(Entries from a data source)
########################################

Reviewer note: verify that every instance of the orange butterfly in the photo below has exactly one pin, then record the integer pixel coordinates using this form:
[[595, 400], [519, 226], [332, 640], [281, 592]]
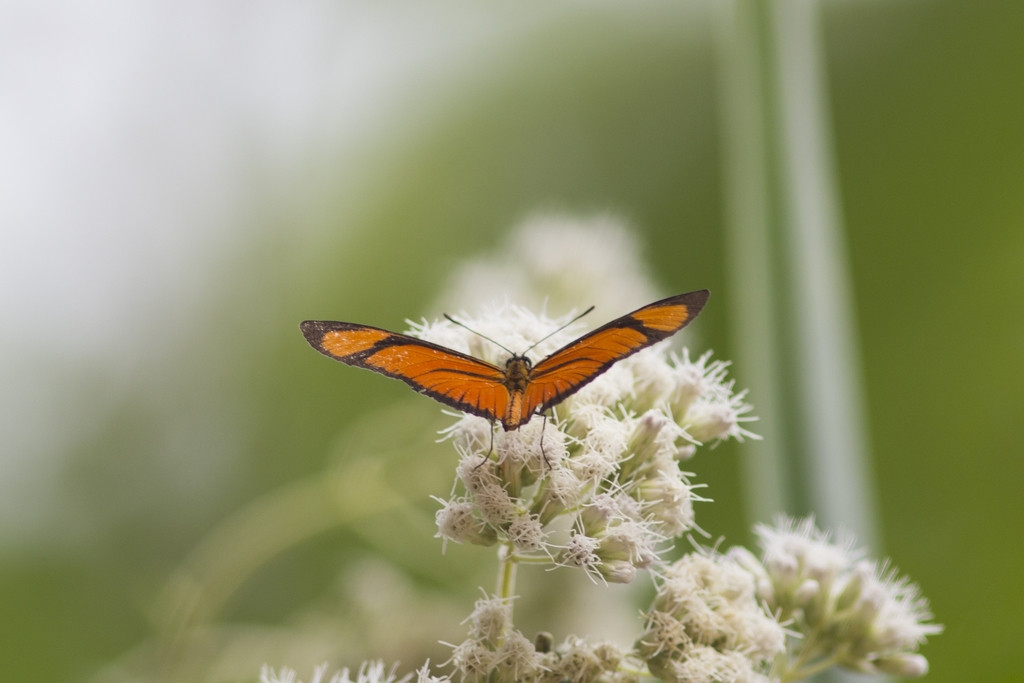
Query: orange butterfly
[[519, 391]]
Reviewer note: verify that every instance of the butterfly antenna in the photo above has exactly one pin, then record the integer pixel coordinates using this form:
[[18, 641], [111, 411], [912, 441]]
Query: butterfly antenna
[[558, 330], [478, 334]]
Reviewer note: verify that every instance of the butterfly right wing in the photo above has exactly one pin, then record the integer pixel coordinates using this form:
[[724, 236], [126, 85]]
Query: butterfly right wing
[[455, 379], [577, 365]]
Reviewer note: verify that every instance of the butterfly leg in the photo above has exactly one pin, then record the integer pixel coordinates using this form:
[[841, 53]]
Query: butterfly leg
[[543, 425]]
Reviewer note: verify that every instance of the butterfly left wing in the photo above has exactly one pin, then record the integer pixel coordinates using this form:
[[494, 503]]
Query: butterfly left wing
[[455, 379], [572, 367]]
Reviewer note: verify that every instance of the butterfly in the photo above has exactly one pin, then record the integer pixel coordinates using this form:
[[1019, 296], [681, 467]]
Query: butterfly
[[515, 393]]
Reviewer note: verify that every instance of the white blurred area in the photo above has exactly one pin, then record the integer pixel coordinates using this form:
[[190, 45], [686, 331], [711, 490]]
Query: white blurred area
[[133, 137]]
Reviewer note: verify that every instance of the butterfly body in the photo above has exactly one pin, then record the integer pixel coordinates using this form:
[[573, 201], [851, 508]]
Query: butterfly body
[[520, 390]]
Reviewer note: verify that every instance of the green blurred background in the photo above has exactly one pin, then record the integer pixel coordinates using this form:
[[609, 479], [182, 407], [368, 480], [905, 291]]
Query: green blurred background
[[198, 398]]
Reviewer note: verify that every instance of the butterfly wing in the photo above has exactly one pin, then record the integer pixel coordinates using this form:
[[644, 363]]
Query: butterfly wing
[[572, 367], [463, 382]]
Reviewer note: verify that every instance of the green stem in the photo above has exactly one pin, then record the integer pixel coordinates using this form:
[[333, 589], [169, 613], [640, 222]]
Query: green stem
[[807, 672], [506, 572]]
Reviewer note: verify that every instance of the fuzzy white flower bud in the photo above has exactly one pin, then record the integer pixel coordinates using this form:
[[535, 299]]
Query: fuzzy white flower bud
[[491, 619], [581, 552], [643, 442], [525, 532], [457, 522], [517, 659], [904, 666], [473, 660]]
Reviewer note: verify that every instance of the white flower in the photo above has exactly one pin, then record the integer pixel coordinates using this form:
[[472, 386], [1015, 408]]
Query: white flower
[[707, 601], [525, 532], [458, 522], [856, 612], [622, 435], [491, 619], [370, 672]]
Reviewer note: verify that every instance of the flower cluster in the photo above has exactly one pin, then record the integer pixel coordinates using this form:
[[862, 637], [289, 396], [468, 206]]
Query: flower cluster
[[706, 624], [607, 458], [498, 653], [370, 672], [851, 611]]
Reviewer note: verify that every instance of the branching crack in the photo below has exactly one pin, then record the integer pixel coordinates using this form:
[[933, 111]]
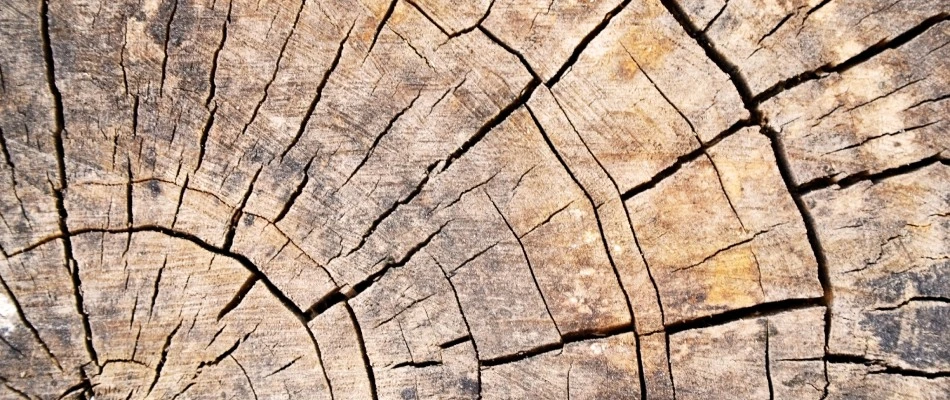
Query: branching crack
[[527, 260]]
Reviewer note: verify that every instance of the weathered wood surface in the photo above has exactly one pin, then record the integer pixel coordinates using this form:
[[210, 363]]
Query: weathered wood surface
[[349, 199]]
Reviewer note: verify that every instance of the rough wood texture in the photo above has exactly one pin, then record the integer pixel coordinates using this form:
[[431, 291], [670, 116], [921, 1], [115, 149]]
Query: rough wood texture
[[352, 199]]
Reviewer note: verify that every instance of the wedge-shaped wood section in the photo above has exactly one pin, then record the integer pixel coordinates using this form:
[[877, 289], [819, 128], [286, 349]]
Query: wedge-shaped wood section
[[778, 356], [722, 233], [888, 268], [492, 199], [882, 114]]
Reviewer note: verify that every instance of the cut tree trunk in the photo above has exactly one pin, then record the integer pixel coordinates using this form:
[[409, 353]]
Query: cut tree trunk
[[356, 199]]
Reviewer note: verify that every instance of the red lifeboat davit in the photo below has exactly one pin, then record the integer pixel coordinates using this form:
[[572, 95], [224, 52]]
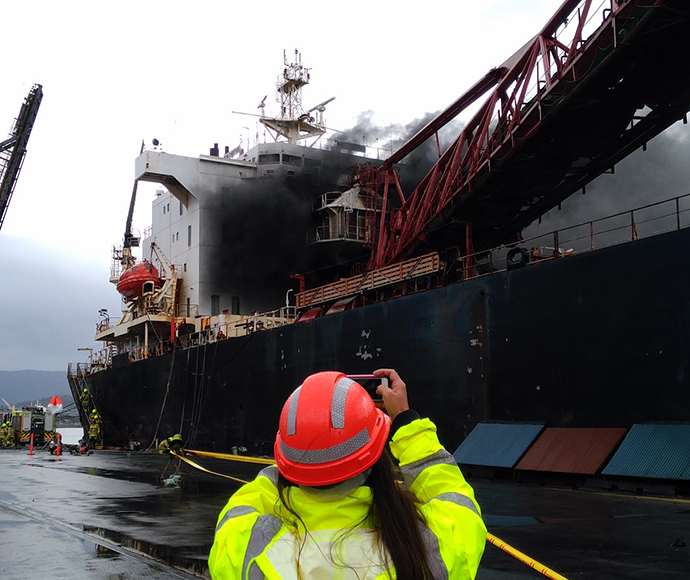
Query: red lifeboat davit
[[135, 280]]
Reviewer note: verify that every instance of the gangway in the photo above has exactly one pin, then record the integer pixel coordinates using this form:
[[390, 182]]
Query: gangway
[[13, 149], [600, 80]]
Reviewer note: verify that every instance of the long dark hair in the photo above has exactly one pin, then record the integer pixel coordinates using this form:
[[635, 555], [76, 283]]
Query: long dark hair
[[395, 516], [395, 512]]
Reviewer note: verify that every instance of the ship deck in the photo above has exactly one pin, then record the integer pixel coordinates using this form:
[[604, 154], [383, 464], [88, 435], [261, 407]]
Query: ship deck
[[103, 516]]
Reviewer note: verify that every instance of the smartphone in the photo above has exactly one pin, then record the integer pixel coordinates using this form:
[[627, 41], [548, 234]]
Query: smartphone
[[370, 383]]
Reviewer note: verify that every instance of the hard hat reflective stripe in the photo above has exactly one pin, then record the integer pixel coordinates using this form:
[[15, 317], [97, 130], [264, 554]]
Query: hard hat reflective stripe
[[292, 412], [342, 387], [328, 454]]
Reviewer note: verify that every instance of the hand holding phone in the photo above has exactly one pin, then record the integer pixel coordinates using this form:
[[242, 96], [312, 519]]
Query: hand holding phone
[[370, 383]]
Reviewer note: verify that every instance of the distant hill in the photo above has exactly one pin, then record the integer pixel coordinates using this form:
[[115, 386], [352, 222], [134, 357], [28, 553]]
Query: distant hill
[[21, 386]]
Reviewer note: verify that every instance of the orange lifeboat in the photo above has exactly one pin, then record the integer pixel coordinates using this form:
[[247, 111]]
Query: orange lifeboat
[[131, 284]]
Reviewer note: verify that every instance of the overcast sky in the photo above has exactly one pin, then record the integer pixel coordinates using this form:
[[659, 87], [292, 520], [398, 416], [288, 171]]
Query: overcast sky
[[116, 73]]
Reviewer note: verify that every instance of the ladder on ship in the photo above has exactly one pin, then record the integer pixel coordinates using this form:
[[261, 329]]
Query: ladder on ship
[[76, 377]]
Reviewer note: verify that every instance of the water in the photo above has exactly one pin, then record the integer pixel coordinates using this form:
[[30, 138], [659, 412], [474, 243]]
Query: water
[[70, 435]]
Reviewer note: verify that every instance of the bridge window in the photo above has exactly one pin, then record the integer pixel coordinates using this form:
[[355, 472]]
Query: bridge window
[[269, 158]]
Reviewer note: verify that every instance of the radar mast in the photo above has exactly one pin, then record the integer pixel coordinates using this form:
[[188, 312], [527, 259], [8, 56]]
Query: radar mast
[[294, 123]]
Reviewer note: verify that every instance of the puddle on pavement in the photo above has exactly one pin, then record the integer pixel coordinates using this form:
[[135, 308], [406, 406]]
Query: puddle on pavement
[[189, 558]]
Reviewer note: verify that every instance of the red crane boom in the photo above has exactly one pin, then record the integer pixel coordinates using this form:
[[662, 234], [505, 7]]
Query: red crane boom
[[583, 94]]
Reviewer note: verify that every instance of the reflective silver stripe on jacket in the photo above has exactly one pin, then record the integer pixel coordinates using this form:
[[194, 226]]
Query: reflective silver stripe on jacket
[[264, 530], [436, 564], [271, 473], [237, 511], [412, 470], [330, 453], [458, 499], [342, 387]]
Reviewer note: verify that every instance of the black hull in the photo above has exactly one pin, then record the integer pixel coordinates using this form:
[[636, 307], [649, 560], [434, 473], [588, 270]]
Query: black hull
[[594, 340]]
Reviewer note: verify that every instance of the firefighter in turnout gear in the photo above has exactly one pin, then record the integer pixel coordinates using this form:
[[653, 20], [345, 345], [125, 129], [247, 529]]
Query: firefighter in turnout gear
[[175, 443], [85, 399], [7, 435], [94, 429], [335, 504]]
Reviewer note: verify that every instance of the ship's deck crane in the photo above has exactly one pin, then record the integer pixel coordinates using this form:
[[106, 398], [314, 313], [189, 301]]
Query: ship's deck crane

########################################

» Work required
Can you reproduce the part of the entries that opens with the line containing "Reviewer note: verify that every instance of the butterfly leg" and closes with the line containing "[[133, 137]]", keeping the requests and their sample coordinates unchanged but scaling every answer coordinate by 1.25 and rounding it to a whole number, with halves rounded up?

» Solution
Reviewer note: verify that every instance of the butterfly leg in the photo above has exactly one pin, then record the integer pixel coordinates using this form:
[[841, 53]]
Query: butterfly leg
[[679, 531]]
Reviewer note: verify that every instance of the butterfly left wing in the photo above has exactly one pin, then record the integer pixel coordinates using this form:
[[494, 503]]
Query: butterfly left wing
[[569, 474], [715, 459]]
Reviewer note: verify that every instance of the butterfly in the photo above has exactly one pin, then record the integer pixel coordinates using this form:
[[1019, 296], [681, 467]]
Query: butterfly
[[644, 491]]
Reviewer note: verify that every instance of the white blurred area in the photo above has exactly one pin, then record the integer pixel coordinates using this form:
[[190, 45], [686, 331], [711, 490]]
Query: white blurred area
[[166, 171]]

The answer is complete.